>> begin

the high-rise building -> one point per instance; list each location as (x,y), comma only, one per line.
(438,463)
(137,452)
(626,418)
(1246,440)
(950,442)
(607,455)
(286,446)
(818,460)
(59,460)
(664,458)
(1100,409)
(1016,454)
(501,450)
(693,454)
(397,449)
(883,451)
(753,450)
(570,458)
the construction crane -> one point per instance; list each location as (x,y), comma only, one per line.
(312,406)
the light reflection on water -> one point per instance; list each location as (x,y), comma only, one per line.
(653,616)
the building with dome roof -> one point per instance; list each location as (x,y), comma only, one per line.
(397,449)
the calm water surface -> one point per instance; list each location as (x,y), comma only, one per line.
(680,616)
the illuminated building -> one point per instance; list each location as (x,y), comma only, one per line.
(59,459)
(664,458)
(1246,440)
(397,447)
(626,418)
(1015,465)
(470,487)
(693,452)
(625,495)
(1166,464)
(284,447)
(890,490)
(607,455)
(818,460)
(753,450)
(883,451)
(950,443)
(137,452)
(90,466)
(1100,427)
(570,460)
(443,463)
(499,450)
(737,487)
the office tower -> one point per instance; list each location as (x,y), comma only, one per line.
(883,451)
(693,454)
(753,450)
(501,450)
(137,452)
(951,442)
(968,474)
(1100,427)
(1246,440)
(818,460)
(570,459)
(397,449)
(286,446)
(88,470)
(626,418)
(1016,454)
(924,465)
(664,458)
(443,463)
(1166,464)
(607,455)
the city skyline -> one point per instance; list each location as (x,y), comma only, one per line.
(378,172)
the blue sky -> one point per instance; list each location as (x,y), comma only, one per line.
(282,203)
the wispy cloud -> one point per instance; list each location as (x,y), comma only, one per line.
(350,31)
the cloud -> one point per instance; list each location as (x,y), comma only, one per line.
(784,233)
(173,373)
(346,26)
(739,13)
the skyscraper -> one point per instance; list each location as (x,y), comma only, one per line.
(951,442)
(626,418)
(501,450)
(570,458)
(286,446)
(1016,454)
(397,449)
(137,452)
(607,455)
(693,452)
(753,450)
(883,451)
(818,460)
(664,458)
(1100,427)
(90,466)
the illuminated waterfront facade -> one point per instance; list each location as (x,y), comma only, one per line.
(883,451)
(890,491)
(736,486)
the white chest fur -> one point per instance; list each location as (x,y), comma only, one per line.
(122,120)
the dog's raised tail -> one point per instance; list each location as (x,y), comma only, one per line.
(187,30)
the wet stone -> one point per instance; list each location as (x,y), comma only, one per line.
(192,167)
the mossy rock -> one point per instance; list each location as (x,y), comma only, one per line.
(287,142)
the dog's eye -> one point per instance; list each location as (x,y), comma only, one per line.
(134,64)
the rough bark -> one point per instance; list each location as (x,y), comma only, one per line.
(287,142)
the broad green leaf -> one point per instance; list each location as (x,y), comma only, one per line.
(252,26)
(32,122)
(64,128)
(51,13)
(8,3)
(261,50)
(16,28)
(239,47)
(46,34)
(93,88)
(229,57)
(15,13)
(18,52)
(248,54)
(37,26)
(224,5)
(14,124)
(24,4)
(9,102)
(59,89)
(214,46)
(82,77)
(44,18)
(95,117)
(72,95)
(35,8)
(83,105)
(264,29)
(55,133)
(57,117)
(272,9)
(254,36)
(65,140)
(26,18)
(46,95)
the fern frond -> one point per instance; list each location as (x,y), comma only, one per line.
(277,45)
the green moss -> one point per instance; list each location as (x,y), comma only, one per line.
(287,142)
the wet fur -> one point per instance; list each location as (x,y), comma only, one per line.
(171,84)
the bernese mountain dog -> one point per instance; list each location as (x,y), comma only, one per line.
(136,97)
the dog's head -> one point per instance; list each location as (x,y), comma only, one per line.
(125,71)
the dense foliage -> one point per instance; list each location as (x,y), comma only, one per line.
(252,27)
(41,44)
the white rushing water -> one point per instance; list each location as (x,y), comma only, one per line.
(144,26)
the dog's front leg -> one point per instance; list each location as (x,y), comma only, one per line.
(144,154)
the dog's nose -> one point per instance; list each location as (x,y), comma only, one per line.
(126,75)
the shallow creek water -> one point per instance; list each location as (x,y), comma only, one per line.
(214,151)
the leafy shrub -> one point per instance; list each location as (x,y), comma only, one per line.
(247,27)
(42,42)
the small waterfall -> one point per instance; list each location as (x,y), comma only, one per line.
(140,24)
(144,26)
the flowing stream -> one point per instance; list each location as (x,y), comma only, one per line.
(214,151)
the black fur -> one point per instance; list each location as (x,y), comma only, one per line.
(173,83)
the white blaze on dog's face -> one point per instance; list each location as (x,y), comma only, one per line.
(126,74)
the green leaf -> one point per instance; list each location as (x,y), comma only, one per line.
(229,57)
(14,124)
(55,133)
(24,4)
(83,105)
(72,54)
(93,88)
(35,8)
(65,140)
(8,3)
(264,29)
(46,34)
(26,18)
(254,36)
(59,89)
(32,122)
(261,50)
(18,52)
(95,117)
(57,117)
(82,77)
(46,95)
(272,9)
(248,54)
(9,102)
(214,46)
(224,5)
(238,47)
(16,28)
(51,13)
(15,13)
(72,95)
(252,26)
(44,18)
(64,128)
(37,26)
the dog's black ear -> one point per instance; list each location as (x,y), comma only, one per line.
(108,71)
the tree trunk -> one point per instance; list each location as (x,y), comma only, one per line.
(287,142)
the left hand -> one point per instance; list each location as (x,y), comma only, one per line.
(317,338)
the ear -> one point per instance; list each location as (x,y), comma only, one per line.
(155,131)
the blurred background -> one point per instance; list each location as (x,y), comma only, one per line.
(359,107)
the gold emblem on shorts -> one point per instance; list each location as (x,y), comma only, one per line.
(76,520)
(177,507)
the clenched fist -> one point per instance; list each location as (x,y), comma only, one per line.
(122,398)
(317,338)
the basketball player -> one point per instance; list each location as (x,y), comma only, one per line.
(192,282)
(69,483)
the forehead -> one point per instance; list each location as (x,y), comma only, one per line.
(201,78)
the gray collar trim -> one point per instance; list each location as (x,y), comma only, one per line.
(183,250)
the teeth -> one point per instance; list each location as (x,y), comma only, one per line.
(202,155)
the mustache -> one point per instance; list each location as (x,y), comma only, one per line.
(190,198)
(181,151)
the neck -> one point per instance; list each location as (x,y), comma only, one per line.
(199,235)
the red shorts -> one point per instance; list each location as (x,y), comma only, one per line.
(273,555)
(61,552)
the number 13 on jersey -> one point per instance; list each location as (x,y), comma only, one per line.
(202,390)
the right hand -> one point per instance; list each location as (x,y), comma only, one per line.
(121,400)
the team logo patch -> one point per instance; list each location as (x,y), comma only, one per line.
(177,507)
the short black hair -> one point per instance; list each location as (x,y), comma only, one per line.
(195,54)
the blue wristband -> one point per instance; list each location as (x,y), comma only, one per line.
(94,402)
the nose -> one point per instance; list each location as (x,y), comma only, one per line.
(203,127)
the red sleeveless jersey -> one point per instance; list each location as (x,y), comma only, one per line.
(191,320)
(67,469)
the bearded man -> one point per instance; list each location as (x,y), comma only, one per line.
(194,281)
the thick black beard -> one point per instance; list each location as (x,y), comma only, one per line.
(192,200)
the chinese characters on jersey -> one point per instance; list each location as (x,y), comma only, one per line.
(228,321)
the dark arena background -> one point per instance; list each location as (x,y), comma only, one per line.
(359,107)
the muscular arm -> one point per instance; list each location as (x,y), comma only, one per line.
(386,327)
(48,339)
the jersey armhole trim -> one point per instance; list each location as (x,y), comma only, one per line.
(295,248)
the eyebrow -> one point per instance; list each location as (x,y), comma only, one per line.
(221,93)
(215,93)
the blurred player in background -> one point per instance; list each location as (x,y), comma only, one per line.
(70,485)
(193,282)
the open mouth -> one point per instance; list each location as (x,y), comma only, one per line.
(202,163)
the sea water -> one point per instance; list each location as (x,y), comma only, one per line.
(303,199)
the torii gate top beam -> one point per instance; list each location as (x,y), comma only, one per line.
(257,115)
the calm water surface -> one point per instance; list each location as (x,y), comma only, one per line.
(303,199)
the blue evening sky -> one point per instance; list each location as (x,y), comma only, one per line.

>> end

Only the lines from the one with "the eyebrow ->" through the end of the material are wanted; copy them exactly, both ends included.

the eyebrow -> one point per instance; list each location as (x,y), comma only, one per line.
(221,93)
(215,93)
the blurred player in background -> one point per instance; list each location as (x,y), comma only, one per line.
(70,485)
(193,282)
the open mouth -> one point per instance; list each location as (x,y), comma only, one per line.
(202,163)
the sea water -> one point per instance; list each location as (x,y), comma only, one per line.
(303,199)
the torii gate top beam -> one point per instance; list each location as (x,y), comma only, one per line.
(257,115)
the calm water surface -> one point per instance; list each location as (x,y), comma only, one per line.
(303,199)
the blue evening sky -> one point per instance; list each location as (x,y), comma only, one per line.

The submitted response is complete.